図2】実施形態に係る炉心計算の一例を示すフローチャートである。
図3】実施形態の炉心計算装置のハードウェア構成の一例を示す図である。
【発明を実施するための形態】
【0011】
<実施形態>
以下、本開示の炉心計算装置について、図1図3を参照しながら説明する。
(構成)
図1は、実施形態に係る炉心計算装置の一例を示すブロック図である。
炉心計算装置10は、短時間で精度よく炉心計算を行う。炉心計算装置10は、入力受付部11と、制御部12と、記憶部13と、を備える。
【0012】
入力受付部11は、キーボード、マウス、タッチパネル、ボタン等の入力装置を用いて入力された情報や指示などを受け付ける。例えば、入力受付部11は、炉心計算に必要なパラメータの入力を受け付ける。入力受付部11は、受け付けた情報を記憶部13に記録したり、制御部12へ出力したりする。
【0013】
制御部12は、PWR(Pressurized Water Reactor:加圧水型原子炉)の炉心計算を実行する。炉心計算では、後に図2を用いて説明するように、3次元輸送計算で算出した出力分布などに基づいて燃料温度や減速材密度などを算出する熱水力計算と、熱水力計算によって算出した燃料温度や減速材密度などに基づいて原子炉内の実効断面積などを算出する共鳴計算と、共鳴計算によって算出した実効断面積などに基づいて、原子炉内の出力分布や実効倍増率などを計算する3次元輸送計算を繰り返し実行する(核熱反復計算)。制御部12は、核熱反復計算を繰り返す過程で、計算負荷が低い簡易な核熱反復計算と、簡易な核熱反復計算に比べて計算負荷は高くなるが計算精度を向上することができる詳細な核熱反復計算を適宜使い分け、計算精度を確保しつつ短時間で、効率よく炉心計算を実行する。

■ 表示された行:
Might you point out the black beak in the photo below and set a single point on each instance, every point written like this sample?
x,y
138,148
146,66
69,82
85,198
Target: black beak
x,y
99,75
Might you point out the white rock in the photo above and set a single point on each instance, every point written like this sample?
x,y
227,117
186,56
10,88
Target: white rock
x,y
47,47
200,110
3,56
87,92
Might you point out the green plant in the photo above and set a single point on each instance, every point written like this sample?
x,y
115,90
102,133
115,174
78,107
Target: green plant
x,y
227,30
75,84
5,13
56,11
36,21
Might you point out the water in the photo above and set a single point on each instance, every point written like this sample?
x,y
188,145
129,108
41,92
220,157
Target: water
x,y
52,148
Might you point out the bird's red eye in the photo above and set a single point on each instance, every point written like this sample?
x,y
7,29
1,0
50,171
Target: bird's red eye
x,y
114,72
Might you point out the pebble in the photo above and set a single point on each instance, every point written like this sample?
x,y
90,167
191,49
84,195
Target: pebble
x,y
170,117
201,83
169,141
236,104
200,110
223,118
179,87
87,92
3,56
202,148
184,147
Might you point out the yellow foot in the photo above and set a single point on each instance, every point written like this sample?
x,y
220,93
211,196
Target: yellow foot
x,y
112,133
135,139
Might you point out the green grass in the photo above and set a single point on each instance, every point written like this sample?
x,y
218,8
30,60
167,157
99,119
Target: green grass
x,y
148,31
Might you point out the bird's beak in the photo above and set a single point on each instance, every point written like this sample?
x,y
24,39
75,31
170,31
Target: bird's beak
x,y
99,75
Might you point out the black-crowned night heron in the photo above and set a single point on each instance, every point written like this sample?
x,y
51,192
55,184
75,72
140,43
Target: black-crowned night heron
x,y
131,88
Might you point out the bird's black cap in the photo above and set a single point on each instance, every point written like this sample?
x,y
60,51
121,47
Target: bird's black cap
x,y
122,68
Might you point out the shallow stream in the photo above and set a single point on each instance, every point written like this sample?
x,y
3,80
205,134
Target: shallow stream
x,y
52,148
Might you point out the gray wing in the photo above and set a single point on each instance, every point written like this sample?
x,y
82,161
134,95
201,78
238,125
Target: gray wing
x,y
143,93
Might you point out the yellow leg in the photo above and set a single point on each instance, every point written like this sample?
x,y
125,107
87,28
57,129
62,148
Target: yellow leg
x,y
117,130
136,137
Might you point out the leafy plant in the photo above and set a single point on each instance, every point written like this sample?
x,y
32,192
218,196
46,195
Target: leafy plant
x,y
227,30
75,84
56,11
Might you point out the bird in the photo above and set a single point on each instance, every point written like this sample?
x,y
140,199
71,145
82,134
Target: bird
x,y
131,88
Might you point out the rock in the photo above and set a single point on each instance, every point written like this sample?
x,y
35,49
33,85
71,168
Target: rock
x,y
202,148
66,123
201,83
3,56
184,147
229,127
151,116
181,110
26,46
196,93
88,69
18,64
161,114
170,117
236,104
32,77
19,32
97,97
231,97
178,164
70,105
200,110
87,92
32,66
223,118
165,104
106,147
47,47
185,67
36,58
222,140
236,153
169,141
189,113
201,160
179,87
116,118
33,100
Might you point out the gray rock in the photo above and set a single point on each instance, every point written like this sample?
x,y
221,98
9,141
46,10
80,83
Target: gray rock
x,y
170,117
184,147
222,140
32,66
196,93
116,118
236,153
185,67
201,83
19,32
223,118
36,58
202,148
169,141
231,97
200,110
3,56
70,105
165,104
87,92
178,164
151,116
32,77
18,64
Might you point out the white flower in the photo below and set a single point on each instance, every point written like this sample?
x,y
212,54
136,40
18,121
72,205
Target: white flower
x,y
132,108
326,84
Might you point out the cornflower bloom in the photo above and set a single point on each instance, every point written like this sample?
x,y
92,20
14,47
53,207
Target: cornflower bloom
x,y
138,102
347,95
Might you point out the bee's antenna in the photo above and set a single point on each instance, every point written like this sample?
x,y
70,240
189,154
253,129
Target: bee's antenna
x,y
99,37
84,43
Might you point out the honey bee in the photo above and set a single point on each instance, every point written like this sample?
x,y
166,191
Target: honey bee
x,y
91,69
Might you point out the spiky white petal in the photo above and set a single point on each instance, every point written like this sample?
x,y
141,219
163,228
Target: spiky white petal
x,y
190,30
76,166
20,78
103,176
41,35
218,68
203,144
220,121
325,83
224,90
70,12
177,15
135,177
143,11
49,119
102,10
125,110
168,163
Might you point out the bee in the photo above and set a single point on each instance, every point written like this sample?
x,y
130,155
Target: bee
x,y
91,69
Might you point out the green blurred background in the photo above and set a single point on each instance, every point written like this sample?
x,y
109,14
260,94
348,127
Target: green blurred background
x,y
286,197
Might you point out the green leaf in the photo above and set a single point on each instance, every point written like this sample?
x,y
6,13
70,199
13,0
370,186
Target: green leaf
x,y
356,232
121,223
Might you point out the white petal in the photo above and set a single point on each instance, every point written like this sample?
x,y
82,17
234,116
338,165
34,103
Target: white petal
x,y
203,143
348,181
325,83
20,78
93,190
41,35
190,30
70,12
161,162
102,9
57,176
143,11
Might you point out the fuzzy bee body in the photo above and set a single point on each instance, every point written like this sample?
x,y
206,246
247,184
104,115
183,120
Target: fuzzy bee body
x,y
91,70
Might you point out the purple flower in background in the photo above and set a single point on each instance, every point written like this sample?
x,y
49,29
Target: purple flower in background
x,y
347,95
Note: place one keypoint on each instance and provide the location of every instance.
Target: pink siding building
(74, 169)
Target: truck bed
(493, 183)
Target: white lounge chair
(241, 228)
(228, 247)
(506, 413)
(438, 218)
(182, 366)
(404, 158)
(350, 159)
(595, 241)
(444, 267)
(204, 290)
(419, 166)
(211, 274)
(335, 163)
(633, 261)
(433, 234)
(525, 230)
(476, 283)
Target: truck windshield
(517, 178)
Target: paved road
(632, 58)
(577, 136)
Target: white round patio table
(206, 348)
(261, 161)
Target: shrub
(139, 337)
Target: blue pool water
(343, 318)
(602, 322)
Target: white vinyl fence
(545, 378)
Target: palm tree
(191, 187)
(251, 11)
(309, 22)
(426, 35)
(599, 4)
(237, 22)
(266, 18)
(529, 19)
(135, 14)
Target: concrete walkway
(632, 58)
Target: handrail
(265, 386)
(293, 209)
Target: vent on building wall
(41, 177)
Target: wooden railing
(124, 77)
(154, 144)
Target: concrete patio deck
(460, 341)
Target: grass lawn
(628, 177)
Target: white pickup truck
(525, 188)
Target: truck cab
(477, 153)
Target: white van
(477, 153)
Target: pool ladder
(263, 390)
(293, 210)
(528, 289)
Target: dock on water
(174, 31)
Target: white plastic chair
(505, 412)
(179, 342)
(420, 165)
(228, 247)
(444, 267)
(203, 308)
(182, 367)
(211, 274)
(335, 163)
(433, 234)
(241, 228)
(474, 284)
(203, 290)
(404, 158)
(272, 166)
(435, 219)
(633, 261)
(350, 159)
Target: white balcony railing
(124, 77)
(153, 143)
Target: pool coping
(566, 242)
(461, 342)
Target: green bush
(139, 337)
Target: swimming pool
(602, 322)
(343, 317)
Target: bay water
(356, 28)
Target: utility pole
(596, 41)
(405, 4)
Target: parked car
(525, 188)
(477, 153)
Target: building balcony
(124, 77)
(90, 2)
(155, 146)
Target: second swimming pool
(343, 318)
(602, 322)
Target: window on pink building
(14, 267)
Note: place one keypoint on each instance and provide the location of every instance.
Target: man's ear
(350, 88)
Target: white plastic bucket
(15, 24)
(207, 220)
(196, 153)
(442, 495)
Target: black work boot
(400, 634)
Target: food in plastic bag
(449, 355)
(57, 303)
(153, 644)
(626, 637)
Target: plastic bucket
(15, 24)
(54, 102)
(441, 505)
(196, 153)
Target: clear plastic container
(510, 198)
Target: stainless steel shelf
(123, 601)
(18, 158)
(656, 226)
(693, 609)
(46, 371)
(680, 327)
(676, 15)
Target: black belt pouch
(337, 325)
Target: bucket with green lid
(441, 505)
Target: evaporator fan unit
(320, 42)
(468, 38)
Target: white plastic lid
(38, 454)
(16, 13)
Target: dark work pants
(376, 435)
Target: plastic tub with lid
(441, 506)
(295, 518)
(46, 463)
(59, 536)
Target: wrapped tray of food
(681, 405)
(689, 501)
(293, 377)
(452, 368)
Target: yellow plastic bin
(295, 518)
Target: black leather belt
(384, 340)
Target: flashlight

■ 作るもの:
本文で、核熱反復計算として繰り返し実行されると書かれている計算を、すべて挙げてください。 表示された行は、この作業では使いません。

■ 作業の結果:
熱水力計算、共鳴計算、3次元輸送計算